When copying the records below, keep every word as it is and drop the images.

● ● ●

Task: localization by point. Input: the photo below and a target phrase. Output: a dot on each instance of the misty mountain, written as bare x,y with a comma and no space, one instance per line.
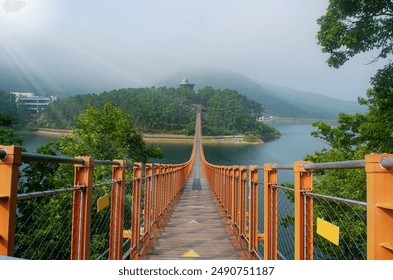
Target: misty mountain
277,100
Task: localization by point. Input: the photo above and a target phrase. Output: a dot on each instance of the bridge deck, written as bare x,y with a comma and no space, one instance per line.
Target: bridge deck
197,228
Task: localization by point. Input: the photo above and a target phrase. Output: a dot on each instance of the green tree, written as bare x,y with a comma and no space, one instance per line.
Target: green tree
106,134
44,224
348,28
7,136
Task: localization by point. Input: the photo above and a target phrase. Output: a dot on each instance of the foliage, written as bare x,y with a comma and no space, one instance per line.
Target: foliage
7,136
106,134
250,138
348,28
44,224
7,104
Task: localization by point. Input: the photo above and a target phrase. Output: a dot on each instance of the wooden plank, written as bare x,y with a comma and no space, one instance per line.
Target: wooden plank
197,228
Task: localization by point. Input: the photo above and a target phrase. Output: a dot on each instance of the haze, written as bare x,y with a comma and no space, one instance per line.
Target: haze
90,46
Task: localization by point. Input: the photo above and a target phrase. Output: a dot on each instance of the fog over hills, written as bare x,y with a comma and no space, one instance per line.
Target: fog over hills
277,100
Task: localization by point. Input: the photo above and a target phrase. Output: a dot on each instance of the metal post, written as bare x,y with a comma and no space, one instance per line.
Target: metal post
236,192
136,211
243,201
231,191
9,168
253,210
117,211
148,188
81,210
379,208
303,212
270,212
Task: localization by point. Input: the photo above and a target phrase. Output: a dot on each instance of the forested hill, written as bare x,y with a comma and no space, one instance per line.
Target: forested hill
165,109
277,100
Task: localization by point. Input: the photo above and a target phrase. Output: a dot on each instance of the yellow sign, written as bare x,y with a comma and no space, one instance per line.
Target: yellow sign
328,231
191,254
102,202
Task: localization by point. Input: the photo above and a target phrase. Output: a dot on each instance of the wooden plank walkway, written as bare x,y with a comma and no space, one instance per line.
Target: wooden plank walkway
197,228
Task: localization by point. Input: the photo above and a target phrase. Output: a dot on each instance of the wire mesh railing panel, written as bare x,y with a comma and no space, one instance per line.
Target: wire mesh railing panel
43,228
127,217
286,228
100,223
348,220
261,218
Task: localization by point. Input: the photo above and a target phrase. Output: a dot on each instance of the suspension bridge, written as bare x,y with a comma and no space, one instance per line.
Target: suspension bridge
193,210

● ● ●

**The answer**
Task: localization by point. Input: the photo below and a target phrase. Output: a dot on each instance of the misty mountain, written as bare x,y with a comma and no space, one instance per line.
Target: misty mountain
277,100
Task: localization by point. Input: the photo above and a target phrase. Output: a dot on each instance of the bridge deck, written as bare x,y with a comma and no space, one instance per line.
Target: bridge deck
197,228
Task: localization by point. Input: the photo above and a target phrase. Output: a dot on each instance of the green tree, written as bare x,y with a comma and no space, one instance per line.
Target: green tree
106,134
44,224
348,28
7,136
Task: localization by point. Input: the photo above and a target phrase. Output: a dot on each instance of the foliage, written as bare x,y with a comma and no space, one instance per line.
Target: foliage
7,136
106,134
250,138
348,28
44,224
7,104
Task: localization by point. Input: the photo above and a target phrase. Output: a dot on each instance of the wooden plank, written as bare x,y with a comma and no space, one instance per line.
Target: wooden plank
197,228
Task: localization by point. Input: the photo above and a target phrase. Output: a dot on each instance of the haze, written as bare x,y with a comma and no space, one instance per line.
Target: haze
90,46
Task: localization by point. Input: the photo above and a target phrase. Output: a dot on each instance of the fog over hills, written as bare x,y with a comma and no space, one instance per line.
Target: fog over hills
277,100
Task: localization by point. Input: the photo above and a target phrase. Output: a dot on each instance of the metal post, written as bare x,y with a comma and no space, one instance per line.
Target: metal post
236,192
136,211
243,201
231,191
9,168
253,210
117,211
148,188
81,210
379,208
303,212
270,212
Task: localization by point. Input: the photo above and a target phrase. Output: a dot on each instance of the forested hill, written as bare x,y with a comma and no space, one instance per line.
Target: forested hill
165,109
277,100
Task: localization by point. Input: the photo above and a target phrase. Output: a dot on each instance of the yellow sign, written as bare x,y with a comma and no space, one instance per line.
Target: yellow sign
328,231
191,254
102,202
Task: localization by point. Input: the photo above and a target phrase. Output: a dot on each instance of the wooden plank walkway, written as bare x,y with a comma and no space, one instance per line.
Target: wooden plank walkway
197,228
Task: localization by point. Input: the photo above and a target phrase. Output: a dot on each instance of the wire mesh railing panel, written as bare x,y with a comma and no space, one instance per line.
Target: wire mesh railing panel
43,228
127,217
286,228
100,223
348,220
261,218
Task: localization by point. Input: the photo above and a target phrase. Output: a dot on each instance of the suspension bridge, written as bare x,y with a comma and no space, one instance per line.
Target: suspension bridge
193,210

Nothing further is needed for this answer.